• Information given
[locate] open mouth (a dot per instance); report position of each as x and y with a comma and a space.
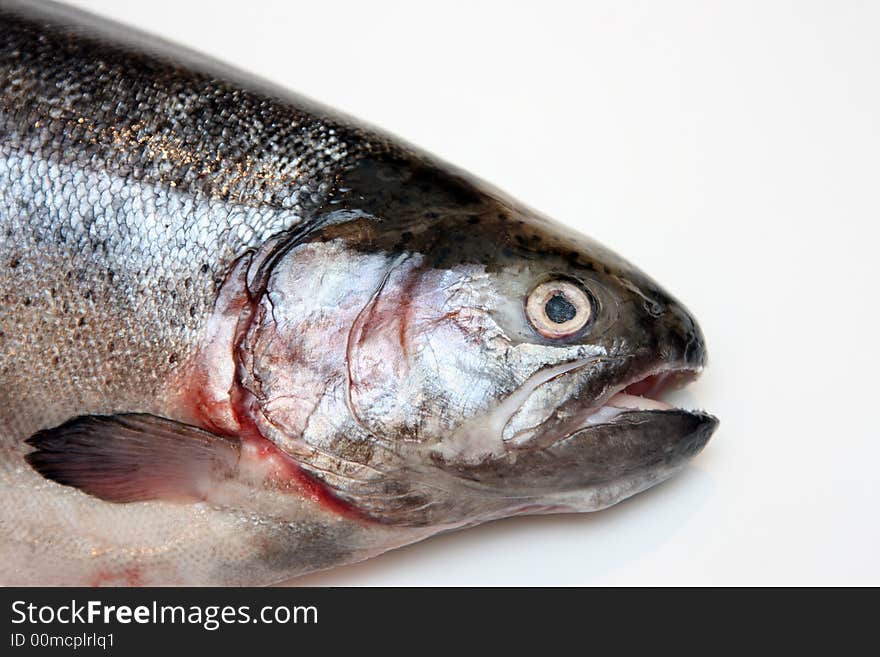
647, 393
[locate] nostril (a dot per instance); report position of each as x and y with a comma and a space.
685, 336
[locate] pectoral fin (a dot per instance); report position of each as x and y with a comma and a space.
134, 458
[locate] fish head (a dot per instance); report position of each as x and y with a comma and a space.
444, 355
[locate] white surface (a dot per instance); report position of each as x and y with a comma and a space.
732, 150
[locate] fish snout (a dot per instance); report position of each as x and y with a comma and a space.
683, 340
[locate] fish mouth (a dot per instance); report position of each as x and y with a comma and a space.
641, 392
645, 393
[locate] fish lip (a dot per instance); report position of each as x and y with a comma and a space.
672, 375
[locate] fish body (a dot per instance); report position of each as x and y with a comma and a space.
245, 338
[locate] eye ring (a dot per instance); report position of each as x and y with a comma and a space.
558, 308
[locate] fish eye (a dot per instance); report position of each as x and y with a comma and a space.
558, 308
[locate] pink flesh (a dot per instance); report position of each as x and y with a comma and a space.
644, 394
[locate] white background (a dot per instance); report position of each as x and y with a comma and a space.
730, 149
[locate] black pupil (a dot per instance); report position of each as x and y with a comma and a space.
559, 309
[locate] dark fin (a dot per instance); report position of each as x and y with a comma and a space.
134, 457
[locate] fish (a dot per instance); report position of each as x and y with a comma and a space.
245, 337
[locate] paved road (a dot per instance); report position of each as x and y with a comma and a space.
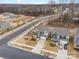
15, 34
12, 53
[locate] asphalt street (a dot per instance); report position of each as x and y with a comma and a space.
8, 52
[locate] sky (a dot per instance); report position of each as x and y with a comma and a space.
32, 1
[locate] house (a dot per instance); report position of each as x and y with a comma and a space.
59, 34
41, 32
5, 25
9, 15
76, 38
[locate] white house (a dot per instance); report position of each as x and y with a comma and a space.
76, 38
59, 34
5, 25
41, 32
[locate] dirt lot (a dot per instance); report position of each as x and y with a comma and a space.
50, 47
71, 50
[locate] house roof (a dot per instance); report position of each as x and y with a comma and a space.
61, 31
43, 28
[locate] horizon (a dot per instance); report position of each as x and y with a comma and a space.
35, 1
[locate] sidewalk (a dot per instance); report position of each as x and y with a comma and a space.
37, 49
62, 54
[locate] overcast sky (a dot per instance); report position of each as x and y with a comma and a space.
32, 1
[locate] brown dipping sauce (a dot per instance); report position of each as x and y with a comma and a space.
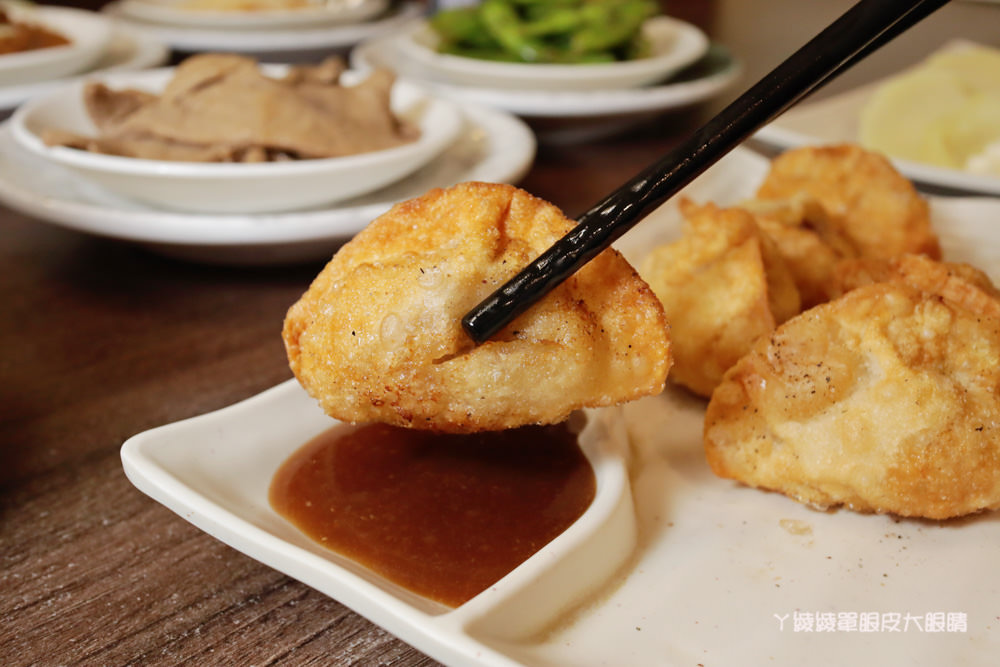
444, 516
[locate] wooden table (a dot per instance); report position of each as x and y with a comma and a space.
101, 340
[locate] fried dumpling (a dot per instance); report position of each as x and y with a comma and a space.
879, 209
809, 239
722, 285
377, 336
886, 399
223, 108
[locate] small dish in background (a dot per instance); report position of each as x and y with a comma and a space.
88, 35
674, 45
205, 15
235, 188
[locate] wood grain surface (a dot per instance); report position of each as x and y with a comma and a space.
100, 340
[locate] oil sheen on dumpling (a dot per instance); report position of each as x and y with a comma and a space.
886, 399
377, 336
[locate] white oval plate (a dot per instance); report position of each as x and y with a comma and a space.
720, 73
284, 45
321, 13
674, 45
87, 32
128, 50
493, 146
722, 574
234, 188
215, 471
836, 119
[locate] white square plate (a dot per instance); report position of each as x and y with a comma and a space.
714, 572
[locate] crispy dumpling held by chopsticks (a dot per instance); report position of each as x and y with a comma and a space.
377, 337
886, 399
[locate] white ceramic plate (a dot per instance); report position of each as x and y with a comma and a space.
234, 188
571, 115
673, 44
836, 119
319, 13
721, 574
279, 45
87, 32
493, 146
127, 50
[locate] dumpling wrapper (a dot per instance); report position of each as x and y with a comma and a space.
886, 399
377, 336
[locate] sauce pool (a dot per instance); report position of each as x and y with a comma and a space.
445, 516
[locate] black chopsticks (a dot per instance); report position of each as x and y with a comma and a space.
861, 30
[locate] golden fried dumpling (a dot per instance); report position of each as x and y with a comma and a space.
885, 400
811, 242
879, 209
722, 285
377, 337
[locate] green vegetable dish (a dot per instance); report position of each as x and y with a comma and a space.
546, 31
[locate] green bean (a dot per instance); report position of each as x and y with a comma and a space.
461, 26
557, 31
504, 24
551, 21
614, 26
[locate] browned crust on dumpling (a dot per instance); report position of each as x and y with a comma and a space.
880, 210
377, 337
885, 400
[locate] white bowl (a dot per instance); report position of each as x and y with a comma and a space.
674, 45
214, 470
228, 187
87, 32
174, 12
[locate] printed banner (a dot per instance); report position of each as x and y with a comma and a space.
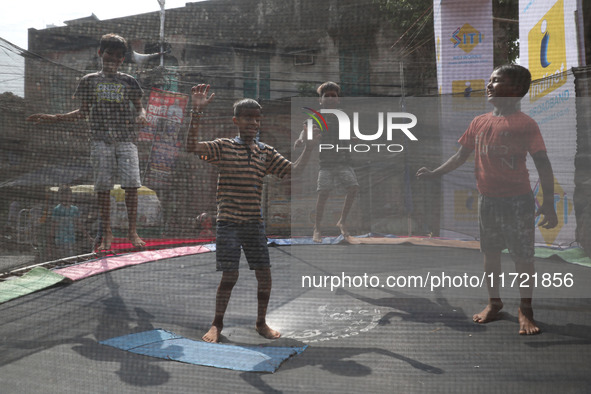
464, 46
163, 105
163, 155
548, 49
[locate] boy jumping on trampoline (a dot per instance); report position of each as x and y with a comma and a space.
105, 97
335, 167
242, 162
506, 209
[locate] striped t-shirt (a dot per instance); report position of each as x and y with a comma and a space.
241, 173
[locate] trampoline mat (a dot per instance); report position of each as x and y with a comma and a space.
360, 338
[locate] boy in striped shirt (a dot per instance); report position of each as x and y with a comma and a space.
242, 162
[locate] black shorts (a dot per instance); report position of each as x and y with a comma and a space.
507, 223
248, 236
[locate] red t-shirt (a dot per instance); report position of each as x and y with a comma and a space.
500, 145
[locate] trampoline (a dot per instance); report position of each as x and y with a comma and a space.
356, 338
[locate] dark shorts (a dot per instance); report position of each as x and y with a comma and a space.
248, 236
507, 223
340, 178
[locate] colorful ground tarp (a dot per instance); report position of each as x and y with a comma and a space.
95, 267
168, 345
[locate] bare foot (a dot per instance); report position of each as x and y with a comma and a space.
527, 325
136, 241
267, 332
213, 335
106, 242
489, 313
317, 237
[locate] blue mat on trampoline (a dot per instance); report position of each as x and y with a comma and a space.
168, 345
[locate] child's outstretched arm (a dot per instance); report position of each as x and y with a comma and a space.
546, 174
451, 164
199, 101
80, 113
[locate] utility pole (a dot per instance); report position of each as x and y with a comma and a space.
161, 2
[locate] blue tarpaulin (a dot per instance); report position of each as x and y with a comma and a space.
168, 345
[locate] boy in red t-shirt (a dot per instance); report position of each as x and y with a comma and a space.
506, 210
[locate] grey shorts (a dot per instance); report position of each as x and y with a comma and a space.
507, 223
116, 161
230, 237
336, 178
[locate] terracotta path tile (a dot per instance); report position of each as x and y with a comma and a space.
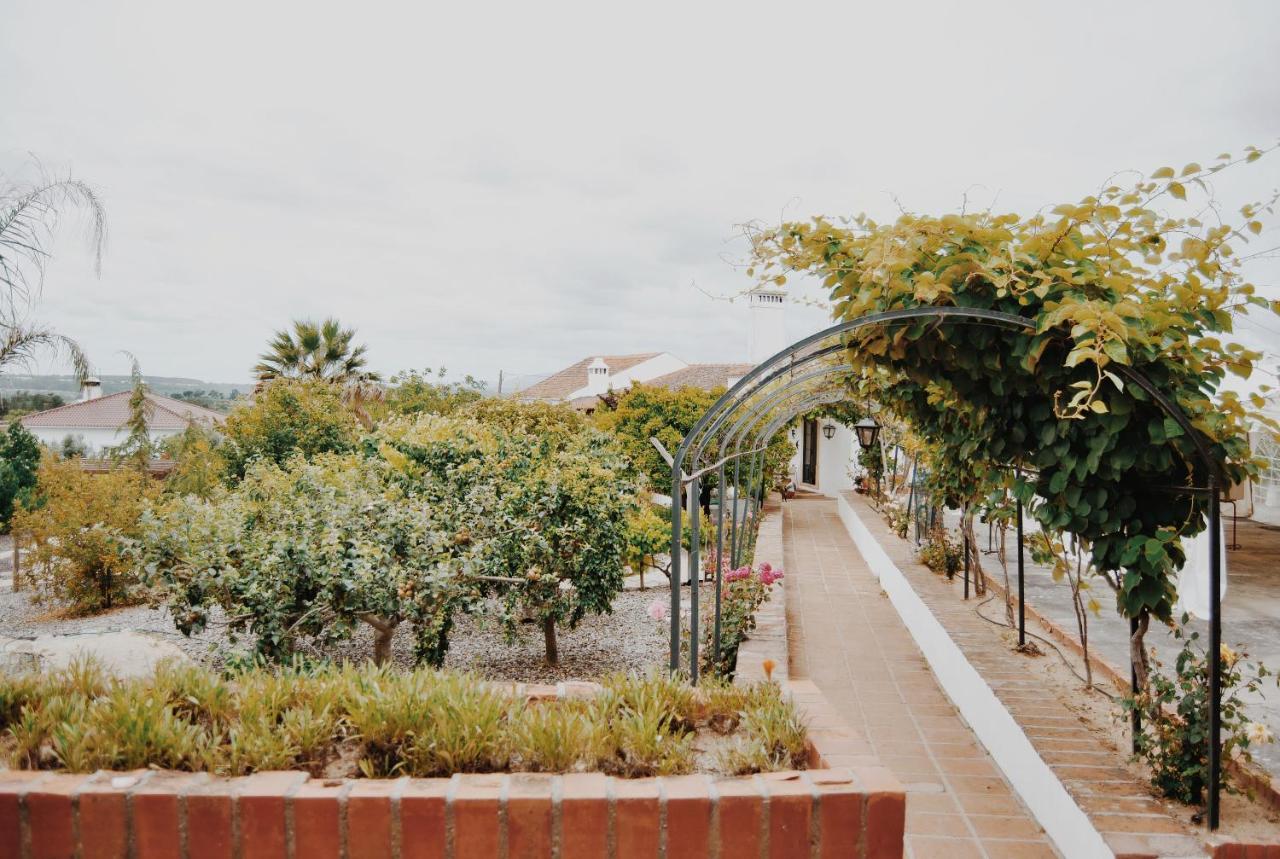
846, 638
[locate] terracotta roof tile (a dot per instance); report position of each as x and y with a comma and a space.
700, 375
560, 385
113, 412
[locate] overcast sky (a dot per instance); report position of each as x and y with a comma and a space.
517, 186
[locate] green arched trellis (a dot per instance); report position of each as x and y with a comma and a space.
763, 392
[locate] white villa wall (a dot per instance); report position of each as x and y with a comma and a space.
835, 458
658, 365
94, 439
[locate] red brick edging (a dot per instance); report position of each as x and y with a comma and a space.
845, 812
845, 805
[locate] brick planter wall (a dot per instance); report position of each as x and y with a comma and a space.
841, 812
845, 805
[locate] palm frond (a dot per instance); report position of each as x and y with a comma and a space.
21, 343
28, 219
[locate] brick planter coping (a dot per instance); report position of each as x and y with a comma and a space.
846, 805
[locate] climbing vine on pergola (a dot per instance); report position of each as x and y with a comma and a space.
1092, 359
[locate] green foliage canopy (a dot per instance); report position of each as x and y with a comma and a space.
1114, 279
19, 458
287, 417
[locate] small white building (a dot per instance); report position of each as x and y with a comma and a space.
584, 383
97, 423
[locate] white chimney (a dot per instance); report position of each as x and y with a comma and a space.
598, 378
768, 336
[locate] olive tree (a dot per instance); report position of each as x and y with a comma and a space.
309, 549
547, 511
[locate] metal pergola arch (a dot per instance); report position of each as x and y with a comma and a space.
776, 371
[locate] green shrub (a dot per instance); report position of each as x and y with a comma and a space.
743, 593
19, 458
1175, 717
81, 528
940, 553
288, 417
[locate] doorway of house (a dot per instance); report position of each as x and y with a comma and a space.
809, 452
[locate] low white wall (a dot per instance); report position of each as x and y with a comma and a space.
1065, 823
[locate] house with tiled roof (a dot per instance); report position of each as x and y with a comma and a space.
581, 384
97, 423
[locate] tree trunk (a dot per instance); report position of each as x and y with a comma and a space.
1004, 566
384, 630
1138, 653
549, 639
976, 571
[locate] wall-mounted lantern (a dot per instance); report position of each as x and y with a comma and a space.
867, 432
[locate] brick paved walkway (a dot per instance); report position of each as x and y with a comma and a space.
848, 639
1120, 805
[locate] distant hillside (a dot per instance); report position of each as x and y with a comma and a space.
69, 389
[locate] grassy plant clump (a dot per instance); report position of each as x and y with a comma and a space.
346, 721
771, 735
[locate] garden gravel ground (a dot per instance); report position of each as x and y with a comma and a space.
627, 640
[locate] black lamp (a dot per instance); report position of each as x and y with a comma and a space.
867, 432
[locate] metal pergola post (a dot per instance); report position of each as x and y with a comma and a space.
818, 346
1022, 584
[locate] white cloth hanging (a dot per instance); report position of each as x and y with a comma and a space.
1193, 590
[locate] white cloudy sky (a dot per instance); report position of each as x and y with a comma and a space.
515, 186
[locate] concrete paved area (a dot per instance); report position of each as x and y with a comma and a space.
1251, 613
123, 653
848, 639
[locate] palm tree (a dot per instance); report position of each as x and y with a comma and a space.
28, 216
315, 351
19, 343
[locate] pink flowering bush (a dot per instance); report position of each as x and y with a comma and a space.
743, 593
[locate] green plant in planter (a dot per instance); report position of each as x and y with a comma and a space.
940, 553
1175, 711
897, 519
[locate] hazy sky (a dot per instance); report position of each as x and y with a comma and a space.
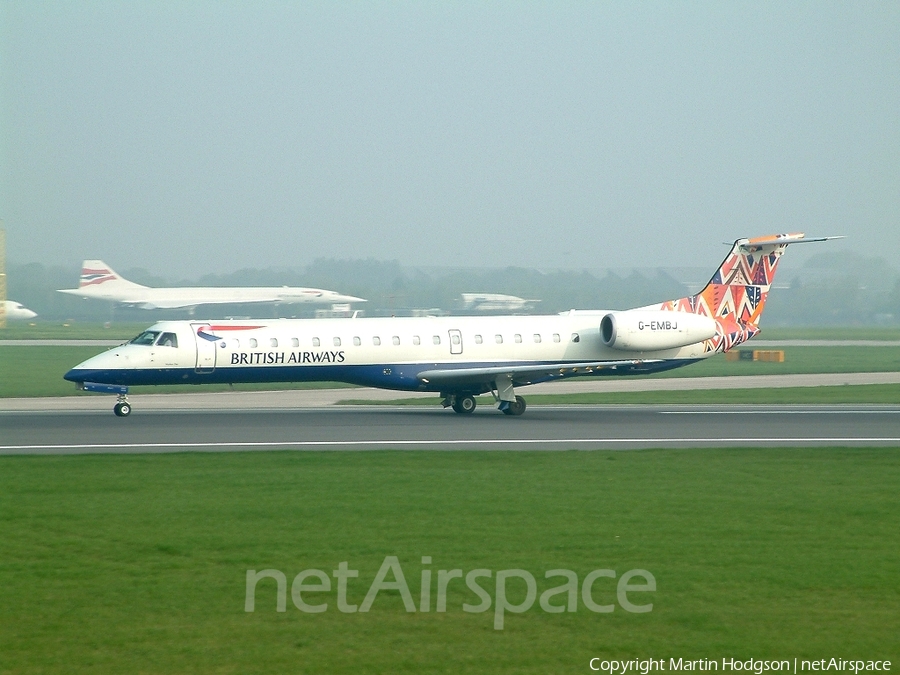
194, 137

• To do
Find the line that contains "[locate] tree trunk", then write out that line and every line after it through the end of the records, exactly. Leave the pictures out.

• Output for this exercise
[locate] tree trunk (a dot per instance); report position of each as x and y with a comma and a space.
1004, 566
384, 630
1138, 653
549, 639
976, 571
[locate] wall-mounted lantern (a dot per instance); report position of each as x and y with a comma and a space.
867, 432
[locate] brick paved walkway (a dot per instance); report position of each as x and y with a comma and a space.
848, 639
1120, 805
[locate] distant hillside (a dot per instance); report position of each as x and y with a comma and a space.
69, 389
[locate] grassy plant clump (a dot per instance); report position of each as x and y with a comma and a space.
346, 721
771, 735
[locate] garden gravel ground (a dot per instance); report position of each as x and y with a comma and a space.
627, 640
[locate] black lamp (a dot per instance); report position of each as x and y with a comma and a space.
867, 432
[locate] metal pergola post (a dot per instance); report position of each as x and y with a comma and a space.
818, 346
1022, 584
[locate] white cloth hanging (a dot per instance); report position of each as x and y with a comma and a space.
1193, 590
[locate] white cloudy sky (a dot per instance); report position of each as x and y with a comma and a space.
515, 186
[locate] concrete paved area (a dot per instance); report position of each as x and y with a comma and a space.
1251, 613
123, 653
848, 639
[locate] palm tree (a dot per instance); report position of each as x and y with a comma and a space.
28, 216
315, 351
19, 343
[locate] pink flowering bush (a dot per instance); report position of each as x and y with a comma and a space.
743, 593
[locate] green plant in planter (a dot per instance); report position of each as x and y with a comma and a space.
940, 553
1175, 711
897, 519
[locate] hazy sky (a dot per instance); report position of each as x and y with a comma and a space.
194, 137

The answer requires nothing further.